#### Excerpt provided:
((

If we take the implicit derivative of $x^3+x^2-y^2=0$, we find that $\frac{dy}{dx}=\frac{3x^2+2x}{2y}.$ So, the slope of the tangent line should be undefined at any point where y is 0.
To me, the tangent line to the graph of the equation at $x=0$ should not have an undefined slope. It appears that the function is not differentiable at the point $x = 0$.
How do we know if the implicit derivative is undefined due to an actual vertical slope or due to the equation being non-differentiable at that point?
Best Answer
It looks like you have to be mores specific about what you mean about when $y=0$
At $(-1,0)$ you have a vertical tangent line $x=-1$ with undefined slope.
At $(0,0)$ you are correct there is not a uniquely defined tangent line. However you can make a uniquely defined tangent line of you parameterize the curve. That is both $x$ and $y$ would be functions of some parameter for example $t$ then the curve will be drawn $(x(t),y(t))$.
In this way of looking at the curve, the self intersection will be two unique $t$-values and you can draw a distinct tangent line for each one and it looks like the slope will actually be defined in that case, but you are adding extra information with the parameterization.
Edit Also I might add that not just any parameterization will work you'd need to pick a differentiable one, that is $\frac{dx}{dt}$ and $\frac{dy}{dt}$ both exist and are not simultaneously zero. This forces no sharp turns along the path you follow. So at the offending point $(0,0)$ you'd need to make sure it follows to the opposite quadrant as $t$ gets larger.

))

#### Task requirements:
A. Please extract from the implicit-derivative thread the passage from "In this way" up to and including "as $t$ gets larger.", copied word for word.
B. Extend the implicit-derivative thread with a few sentences that pick up right after its final sentence.

#### Collected data:
((

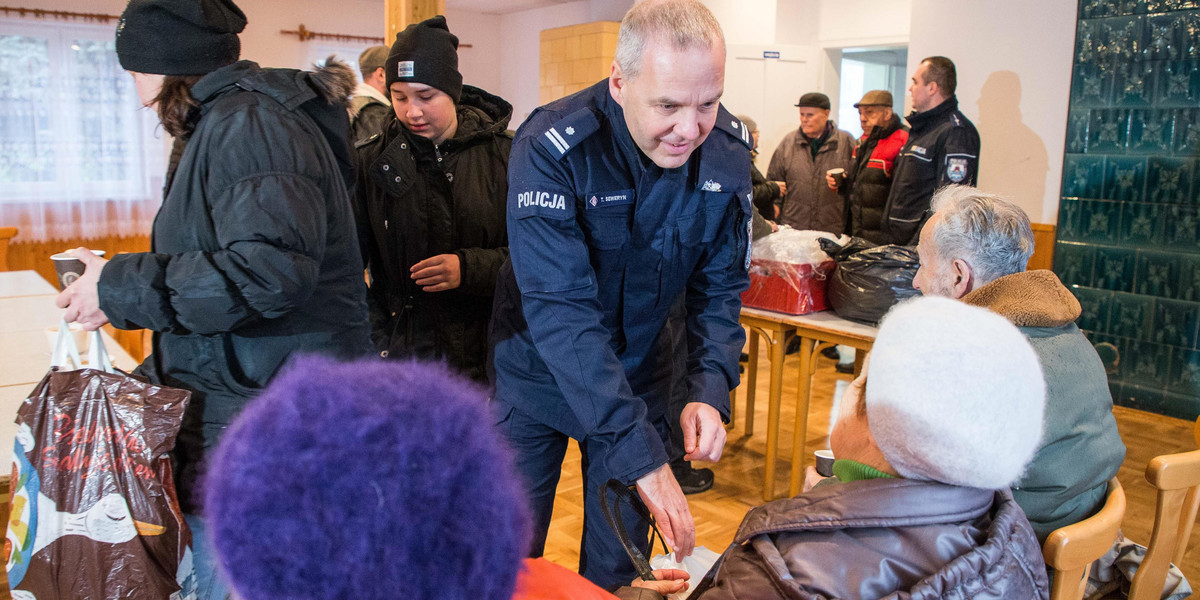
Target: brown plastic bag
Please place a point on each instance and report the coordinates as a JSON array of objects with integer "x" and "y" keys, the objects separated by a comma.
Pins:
[{"x": 94, "y": 511}]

))

#### Answers for the exercise:
A.
In this way of looking at the curve, the self intersection will be two unique $t$-values and you can draw a distinct tangent line for each one and it looks like the slope will actually be defined in that case, but you are adding extra information with the parameterization.
Edit Also I might add that not just any parameterization will work you'd need to pick a differentiable one, that is $\frac{dx}{dt}$ and $\frac{dy}{dt}$ both exist and are not simultaneously zero. This forces no sharp turns along the path you follow. So at the offending point $(0,0)$ you'd need to make sure it follows to the opposite quadrant as $t$ gets larger.

B.
Just to complete what I was saying above I found a differentiable parameterization of the curve
$$ \begin{split} x&=\tan^2 t -1\\ y&=\tan^3 t- \tan t \end{split} $$
Which has derivatives
$$ \begin{split} \frac{dx}{dt}&=2\tan t\sec^2 t \\ \frac{dy}{dt}&=3\tan^2 t \sec^2 t- \sec^2 t \end{split} $$
On the interval $-\frac{\pi}{2} < t < \frac{\pi}{2}$
And the $(0,0)$ point on the graph occurs at the $t$-values $t=-\frac{\pi}{4}$ and $t=\frac{\pi}{4}$
$$ \begin{split} \frac{dx}{dt}|_{t=\frac{\pi}{4}}&=4 \\ \frac{dy}{dt}|_{t=\frac{\pi}{4}}&=4\\ \frac{dy}{dx}|_{t=\frac{\pi}{4}}&=\frac{dy/dy|_{t=\frac{\pi}{4}}}{dx/dt|_{t=\frac{\pi}{4}}}=1 \end{split} $$
$$ \begin{split} \frac{dx}{dt}|_{t=-\frac{\pi}{4}}&=-4 \\ \frac{dy}{dt}|_{t=-\frac{\pi}{4}}&=4\\ \frac{dy}{dx}|_{t=-\frac{\pi}{4}}&=\frac{dy/dy|_{t=-\frac{\pi}{4}}}{dx/dt|_{t=-\frac{\pi}{4}}}=-1 \end{split} $$
I'm fairly sure this curve is well-studied, but don't know the name of it and just felt like deriving something like this myself :)